◆ TEXTE À LIRE
:::

Dautant plus que, contrairement à ce que vous insinuez, à aucun moment l’AiPJ ne sous-entend qu’IRIS cautionne sa position au sujet de la responsabilité des intermédiaires techniques. Ce qu,i en soi, n’a rien d’étonnant puisque IRIS s’y oppose farouchement.

2.2/ Enfin, vous affirmez que Philippe breton exagère fortement dans sa préface du rapport sur "Les cybermarchands de la haine" un problème qui n’aurait à vos yeux aucun"caractère massif" sans que vous apportiez le moindre indice corroborant votre hypothèse. C’est d’autant plus regrettable que Breton s’appuie quant à lui sur un certain nombre de données chffrées extraite du rapport susmentionné.

Passons sur les extrapolations du dernier paragraphe pour aboutir directement à une interrogation : je me demande au bout du compte si votre reproche concernant l’utilisation par l’AJPI d’utiliser tout L’arsenal habituel de la manipulation intellectuelle et morale ne devrait pas plutôt s’adresser à vous en raison des nombreuses insinuations douteuses et/ ou non fondées contenues dans votre texte.

PF.

Répondre
> Qui manipule qui dans cette histoire ?, 15 juin 2001

Bonjour Peeff,

[...] un problème qui
n’aurait à vos yeux aucun"caractère massif" sans que vous apportiez le
moindre indice corroborant votre hypothèse. C’est d’autant plus regrettable
que Breton s’appuie quant à lui sur un certain nombre de données chffrées
extraite du rapport susmentionné.

Que lis-je donc dans le rapport susmentionné ? :

- A l’époque, un écolier sur cinq reconnaîtra avoir joué avec ce type de jeux et une enquête effectuée à
Linz montrera que 39 % des élèves connaissent, échangent et utilisent les disquettes.
 : un écolier sur cinq  ?
Le rapport ne précise pas l’échantillon statistique ! Que peut-on donc tirer de ce chiffre
dénué de signification concrète ? Quant aux 39%, il s’agit d’un chiffre pour une école primaire :
quelle pertinence peut-on lui donner dans une analyse globale ?

:::

◆ CONSIGNES DE TRAVAIL
1 – Recopiez fidèlement le passage de l'échange sur le rapport « Les cybermarchands de la haine », depuis « Le rapport ne » jusqu'à « une analyse globale ? » inclus.
2 – Poursuivez l'échange sur le rapport « Les cybermarchands de la haine » à la suite de sa dernière phrase.

[Enregistrements extraits]
:::

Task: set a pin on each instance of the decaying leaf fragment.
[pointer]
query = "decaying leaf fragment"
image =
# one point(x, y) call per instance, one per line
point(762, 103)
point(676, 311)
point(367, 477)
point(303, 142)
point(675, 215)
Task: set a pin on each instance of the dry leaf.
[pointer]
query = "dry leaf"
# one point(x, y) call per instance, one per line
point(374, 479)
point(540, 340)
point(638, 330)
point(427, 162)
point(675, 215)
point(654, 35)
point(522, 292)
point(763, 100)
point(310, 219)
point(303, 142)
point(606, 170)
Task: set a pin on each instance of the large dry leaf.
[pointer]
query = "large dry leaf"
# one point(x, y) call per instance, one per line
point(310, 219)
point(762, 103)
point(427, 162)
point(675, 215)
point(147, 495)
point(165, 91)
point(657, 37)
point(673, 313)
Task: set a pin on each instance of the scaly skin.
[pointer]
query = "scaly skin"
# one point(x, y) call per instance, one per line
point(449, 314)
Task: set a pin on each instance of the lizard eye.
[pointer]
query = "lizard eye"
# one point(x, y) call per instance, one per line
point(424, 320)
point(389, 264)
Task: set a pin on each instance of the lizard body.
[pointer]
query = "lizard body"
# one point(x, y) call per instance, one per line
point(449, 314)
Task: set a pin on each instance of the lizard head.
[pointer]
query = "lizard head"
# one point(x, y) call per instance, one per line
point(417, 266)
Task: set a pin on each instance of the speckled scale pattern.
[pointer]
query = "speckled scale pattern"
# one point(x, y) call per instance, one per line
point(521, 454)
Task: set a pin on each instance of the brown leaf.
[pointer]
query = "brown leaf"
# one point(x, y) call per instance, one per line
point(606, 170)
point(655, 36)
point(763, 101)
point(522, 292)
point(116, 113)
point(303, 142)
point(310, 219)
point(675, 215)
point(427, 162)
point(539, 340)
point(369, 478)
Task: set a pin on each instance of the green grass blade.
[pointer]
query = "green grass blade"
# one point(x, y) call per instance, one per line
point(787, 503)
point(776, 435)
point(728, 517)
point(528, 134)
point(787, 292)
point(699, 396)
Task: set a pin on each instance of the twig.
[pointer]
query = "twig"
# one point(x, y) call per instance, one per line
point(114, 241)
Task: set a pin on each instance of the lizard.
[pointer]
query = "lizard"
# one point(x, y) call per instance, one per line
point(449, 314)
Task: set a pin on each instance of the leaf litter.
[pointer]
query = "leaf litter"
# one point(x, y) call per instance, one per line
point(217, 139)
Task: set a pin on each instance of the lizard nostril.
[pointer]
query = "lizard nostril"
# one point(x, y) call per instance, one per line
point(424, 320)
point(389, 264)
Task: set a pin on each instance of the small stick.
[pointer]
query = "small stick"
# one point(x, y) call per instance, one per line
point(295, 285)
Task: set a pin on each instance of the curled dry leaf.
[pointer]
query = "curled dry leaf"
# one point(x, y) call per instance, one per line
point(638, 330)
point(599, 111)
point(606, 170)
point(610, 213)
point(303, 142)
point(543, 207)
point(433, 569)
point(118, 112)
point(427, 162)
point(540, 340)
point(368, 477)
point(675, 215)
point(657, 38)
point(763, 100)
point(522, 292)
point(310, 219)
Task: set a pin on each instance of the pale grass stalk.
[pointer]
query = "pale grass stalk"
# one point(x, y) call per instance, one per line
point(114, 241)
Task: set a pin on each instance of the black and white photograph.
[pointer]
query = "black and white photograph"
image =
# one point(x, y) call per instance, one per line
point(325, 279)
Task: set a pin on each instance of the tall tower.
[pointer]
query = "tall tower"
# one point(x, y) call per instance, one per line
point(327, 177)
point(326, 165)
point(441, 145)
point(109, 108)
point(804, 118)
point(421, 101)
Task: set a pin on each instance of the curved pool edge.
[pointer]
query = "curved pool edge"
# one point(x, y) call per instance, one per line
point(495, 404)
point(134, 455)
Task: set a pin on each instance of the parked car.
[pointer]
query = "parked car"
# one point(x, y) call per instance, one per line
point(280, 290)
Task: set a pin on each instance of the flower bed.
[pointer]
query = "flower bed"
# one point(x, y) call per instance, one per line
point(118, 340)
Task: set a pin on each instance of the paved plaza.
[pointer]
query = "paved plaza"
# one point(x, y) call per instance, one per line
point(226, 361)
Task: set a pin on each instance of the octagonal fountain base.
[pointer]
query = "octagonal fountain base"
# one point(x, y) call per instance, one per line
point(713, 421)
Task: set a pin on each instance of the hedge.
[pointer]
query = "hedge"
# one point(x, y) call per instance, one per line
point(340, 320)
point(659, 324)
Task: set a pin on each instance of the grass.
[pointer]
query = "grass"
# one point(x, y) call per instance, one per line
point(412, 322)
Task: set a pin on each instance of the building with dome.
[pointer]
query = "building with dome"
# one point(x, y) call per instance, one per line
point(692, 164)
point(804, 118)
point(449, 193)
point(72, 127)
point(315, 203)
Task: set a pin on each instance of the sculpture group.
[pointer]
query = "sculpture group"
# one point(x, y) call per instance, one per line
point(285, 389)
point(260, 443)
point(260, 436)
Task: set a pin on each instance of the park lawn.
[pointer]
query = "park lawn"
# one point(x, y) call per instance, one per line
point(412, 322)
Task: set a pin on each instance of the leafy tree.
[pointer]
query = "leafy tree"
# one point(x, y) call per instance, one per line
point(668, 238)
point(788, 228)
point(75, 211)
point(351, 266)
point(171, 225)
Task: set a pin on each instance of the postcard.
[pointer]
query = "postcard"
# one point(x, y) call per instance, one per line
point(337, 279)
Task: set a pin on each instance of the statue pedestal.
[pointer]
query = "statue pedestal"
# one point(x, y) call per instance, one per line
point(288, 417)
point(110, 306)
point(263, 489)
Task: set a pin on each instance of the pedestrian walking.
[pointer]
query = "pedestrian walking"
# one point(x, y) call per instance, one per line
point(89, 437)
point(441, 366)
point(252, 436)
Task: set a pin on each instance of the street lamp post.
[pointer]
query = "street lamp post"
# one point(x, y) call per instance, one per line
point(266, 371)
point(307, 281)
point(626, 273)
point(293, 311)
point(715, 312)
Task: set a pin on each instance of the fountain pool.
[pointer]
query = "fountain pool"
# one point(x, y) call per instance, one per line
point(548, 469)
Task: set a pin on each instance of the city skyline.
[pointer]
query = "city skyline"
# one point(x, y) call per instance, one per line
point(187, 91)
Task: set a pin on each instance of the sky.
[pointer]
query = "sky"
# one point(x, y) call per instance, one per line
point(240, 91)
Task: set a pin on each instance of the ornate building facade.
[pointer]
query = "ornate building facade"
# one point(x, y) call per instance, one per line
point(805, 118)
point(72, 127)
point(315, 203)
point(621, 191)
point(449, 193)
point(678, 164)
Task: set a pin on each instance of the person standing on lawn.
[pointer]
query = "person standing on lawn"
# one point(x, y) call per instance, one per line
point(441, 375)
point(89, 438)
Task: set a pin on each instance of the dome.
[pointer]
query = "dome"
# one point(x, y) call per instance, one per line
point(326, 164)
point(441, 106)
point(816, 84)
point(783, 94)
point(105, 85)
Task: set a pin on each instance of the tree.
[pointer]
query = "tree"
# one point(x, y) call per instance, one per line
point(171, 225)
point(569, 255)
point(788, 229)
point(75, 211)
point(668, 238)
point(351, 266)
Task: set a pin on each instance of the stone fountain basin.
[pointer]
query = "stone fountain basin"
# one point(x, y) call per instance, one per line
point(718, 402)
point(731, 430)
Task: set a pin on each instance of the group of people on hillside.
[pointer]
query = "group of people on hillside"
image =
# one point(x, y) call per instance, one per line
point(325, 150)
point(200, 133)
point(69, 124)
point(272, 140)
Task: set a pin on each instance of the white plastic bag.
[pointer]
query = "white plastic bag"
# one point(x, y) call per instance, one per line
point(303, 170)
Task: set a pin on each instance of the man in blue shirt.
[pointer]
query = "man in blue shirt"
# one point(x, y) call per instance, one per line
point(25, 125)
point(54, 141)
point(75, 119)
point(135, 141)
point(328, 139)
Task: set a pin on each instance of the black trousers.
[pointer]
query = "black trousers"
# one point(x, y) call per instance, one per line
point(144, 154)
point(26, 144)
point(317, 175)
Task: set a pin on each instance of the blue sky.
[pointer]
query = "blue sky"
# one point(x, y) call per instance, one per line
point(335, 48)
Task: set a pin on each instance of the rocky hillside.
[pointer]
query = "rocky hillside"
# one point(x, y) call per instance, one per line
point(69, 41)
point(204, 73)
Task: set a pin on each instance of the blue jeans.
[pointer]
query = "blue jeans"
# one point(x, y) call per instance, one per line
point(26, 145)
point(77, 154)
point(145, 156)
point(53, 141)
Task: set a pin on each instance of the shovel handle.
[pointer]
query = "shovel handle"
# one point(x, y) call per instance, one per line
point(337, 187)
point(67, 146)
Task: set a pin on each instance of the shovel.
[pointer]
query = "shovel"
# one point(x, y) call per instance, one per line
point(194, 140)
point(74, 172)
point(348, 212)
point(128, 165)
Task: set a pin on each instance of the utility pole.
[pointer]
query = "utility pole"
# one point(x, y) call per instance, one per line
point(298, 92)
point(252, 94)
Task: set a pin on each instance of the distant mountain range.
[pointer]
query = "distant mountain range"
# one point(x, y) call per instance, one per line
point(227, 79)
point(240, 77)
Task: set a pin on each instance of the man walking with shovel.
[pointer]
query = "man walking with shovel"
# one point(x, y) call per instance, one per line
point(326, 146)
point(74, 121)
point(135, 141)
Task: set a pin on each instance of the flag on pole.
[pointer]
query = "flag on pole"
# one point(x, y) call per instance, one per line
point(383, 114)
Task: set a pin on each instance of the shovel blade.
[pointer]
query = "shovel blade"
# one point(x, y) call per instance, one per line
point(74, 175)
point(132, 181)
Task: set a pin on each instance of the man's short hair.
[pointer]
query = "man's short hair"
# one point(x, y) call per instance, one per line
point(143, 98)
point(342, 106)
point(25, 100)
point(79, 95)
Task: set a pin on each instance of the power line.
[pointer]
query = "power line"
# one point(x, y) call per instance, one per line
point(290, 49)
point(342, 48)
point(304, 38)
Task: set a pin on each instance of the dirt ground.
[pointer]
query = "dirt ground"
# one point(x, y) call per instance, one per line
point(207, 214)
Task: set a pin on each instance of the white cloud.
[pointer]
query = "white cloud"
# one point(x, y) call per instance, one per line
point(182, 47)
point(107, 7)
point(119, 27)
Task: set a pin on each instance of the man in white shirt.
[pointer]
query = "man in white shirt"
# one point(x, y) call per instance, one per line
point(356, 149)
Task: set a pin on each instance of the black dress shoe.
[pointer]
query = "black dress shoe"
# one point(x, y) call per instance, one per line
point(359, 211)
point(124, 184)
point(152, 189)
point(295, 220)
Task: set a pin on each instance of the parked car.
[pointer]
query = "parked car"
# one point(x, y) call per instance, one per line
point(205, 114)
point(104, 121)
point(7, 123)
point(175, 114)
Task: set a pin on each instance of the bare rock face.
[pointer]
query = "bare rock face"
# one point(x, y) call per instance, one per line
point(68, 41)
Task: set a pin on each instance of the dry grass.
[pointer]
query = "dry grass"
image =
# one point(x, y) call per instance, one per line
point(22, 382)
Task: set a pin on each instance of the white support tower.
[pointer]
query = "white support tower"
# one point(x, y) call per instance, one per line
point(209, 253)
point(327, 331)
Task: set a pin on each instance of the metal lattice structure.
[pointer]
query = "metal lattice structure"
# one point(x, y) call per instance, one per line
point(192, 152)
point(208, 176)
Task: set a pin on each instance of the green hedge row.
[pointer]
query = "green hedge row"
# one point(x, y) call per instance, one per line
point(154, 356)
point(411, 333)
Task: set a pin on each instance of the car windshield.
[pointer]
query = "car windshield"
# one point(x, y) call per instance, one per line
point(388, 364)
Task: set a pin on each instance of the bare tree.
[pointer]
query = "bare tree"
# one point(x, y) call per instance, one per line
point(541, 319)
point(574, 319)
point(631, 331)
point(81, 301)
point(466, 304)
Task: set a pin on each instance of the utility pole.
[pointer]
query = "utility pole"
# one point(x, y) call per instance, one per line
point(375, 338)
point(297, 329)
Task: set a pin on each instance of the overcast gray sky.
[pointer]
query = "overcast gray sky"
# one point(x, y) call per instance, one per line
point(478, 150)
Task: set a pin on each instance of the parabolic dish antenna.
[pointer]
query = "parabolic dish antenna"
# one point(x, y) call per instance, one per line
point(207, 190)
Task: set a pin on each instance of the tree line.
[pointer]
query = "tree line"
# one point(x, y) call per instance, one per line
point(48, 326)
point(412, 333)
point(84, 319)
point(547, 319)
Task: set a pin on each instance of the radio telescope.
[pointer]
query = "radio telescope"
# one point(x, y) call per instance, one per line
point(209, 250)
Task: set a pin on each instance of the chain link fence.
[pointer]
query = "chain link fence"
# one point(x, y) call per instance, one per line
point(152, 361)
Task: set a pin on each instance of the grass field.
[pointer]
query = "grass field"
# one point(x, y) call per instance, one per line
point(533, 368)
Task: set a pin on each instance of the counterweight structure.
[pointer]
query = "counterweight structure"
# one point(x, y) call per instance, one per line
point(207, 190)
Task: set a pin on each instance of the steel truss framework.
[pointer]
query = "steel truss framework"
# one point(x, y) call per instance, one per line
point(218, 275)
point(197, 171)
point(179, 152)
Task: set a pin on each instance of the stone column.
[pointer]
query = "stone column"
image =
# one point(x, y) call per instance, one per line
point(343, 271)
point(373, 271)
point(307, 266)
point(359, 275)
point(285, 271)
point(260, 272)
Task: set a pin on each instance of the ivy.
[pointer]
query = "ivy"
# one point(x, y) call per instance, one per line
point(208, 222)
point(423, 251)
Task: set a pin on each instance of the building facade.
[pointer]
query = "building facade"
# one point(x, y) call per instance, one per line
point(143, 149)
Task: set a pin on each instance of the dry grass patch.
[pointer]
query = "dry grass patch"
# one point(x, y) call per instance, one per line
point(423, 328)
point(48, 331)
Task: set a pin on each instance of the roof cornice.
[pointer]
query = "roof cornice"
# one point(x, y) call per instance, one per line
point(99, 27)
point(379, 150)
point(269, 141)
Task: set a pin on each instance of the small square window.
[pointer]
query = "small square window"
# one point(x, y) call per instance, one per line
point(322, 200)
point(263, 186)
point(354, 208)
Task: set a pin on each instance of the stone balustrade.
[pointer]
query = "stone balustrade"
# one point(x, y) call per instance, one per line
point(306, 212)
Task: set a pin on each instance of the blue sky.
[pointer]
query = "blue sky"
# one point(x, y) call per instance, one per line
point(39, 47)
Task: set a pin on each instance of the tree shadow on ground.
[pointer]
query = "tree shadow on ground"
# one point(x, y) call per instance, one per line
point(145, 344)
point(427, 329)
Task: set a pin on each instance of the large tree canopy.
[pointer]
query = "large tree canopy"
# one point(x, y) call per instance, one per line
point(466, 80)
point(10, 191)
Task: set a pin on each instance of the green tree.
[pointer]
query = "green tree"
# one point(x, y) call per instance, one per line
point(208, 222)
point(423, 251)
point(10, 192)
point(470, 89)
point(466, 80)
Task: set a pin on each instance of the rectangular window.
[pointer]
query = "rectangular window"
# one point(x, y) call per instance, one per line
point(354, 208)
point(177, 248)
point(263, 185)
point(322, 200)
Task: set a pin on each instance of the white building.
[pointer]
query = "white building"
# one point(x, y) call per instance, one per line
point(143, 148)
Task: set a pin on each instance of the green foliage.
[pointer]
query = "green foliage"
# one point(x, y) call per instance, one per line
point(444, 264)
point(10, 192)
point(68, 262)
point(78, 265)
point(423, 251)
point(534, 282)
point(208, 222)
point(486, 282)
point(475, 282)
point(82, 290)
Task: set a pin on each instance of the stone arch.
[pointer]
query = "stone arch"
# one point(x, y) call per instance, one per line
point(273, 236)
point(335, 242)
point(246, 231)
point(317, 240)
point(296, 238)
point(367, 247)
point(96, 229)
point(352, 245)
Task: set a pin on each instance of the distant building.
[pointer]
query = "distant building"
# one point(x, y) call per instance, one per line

:::

◆ RÉPONSES AUX CONSIGNES
1 –
Le rapport ne précise pas l’échantillon statistique ! Que peut-on donc tirer de ce chiffre
dénué de signification concrète ? Quant aux 39%, il s’agit d’un chiffre pour une école primaire :
quelle pertinence peut-on lui donner dans une analyse globale ?

2 –
- En Allemagne, la directrice du
Bureau de contrôle des écrits interdits à la jeunesse, recensera plus de 120 versions différentes
... qu’est-ce qu’une
version ? On ne le précise pas. En tout cas, on ne parle pas de jeux différents. Or à l’époque, la majorité des ordinateurs utilisés par les jeux étaient
des Atari et des Amiga (le PC n’existait que très peu dans les foyers). Ordinateurs sur lesquels proliférait le piratage ;
n’importe quel utilisateur amateur de jeux avait
plusieurs centaines de jeux piratés chez lui, et le phénomène était tel que beaucoup ignoraient ce qui était
présent sur une grande partie de leurs disquettes : elles étaient copiées en masse, sans discernement et sans même toujours
les utiliser après... Dans ce contexte, une version peut tout aussi bien signifier un jeu identique, mais
au début duquel a été insérée une intro (c’est le terme utilisé) d’un groupe de crackers (pirates) différents.
Si la directrice du bureau de contrôle des écrits interdits à la jeunesse n’était pas plus au fait de la micro-informatique
que ne le sont aujourd’hui la plupart des bureaucrates de l’Internet, il y a fort à parier que les différences
qu’elles aient recensées comprennent ce genre de détails.

D’ailleurs, les différents chiffres sont contradictoires : on parle à un moment de "plus de 120 versions" de jeux diffusés principalement
"en dehors de tout circuit commercial". Puis est avancé le chiffre de "6000" jeux "parmi les 20 000 jeux vidéo disponibles
en juin 1989 sur le marché allemand". Quel marché exactement, si les jeux sont
diffusés "en dehors de tout circuit commercial" ? De plus la proportion de
ce dernier dénombremement (un tiers)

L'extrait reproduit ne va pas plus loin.